### What to work on
Pull out every line of the data below that contains the string "outcrop". Matching is case-sensitive.

** START Material for this exercise **

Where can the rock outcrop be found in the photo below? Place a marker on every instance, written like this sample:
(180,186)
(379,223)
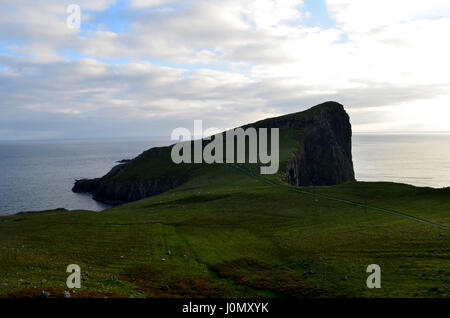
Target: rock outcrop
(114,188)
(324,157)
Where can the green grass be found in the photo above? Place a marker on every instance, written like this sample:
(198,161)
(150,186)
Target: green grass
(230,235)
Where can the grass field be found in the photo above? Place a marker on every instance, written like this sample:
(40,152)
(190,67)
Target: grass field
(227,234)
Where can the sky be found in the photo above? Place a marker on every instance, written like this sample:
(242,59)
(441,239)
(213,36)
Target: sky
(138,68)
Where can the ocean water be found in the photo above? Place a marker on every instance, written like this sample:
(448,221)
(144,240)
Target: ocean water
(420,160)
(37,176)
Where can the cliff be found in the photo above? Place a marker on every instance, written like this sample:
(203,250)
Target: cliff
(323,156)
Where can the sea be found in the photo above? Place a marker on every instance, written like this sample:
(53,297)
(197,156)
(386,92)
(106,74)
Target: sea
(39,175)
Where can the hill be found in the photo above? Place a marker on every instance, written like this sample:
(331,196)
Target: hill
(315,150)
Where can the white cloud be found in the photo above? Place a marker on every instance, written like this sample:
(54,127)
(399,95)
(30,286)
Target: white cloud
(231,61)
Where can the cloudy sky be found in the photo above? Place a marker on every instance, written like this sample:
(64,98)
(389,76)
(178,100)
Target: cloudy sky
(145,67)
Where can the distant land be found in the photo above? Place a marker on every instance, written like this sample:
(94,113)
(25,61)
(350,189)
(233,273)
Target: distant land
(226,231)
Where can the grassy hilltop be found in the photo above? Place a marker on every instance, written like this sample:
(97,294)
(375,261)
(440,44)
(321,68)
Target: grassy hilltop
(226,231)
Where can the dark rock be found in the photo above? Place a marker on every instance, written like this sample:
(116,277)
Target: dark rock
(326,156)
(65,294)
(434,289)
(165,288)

** END Material for this exercise **
** START Material for this exercise **

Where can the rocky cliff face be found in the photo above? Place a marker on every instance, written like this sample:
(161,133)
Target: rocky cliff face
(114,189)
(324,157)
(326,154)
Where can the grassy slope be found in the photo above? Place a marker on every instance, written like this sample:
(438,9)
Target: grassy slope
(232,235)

** END Material for this exercise **
** START Material for this exercise **

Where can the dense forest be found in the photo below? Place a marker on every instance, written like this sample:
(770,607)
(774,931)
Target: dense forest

** END Material for this exercise **

### Expected answer
Where can the rock outcrop be found in the photo below? Place a marker on every instance, written like this sample:
Target: rock outcrop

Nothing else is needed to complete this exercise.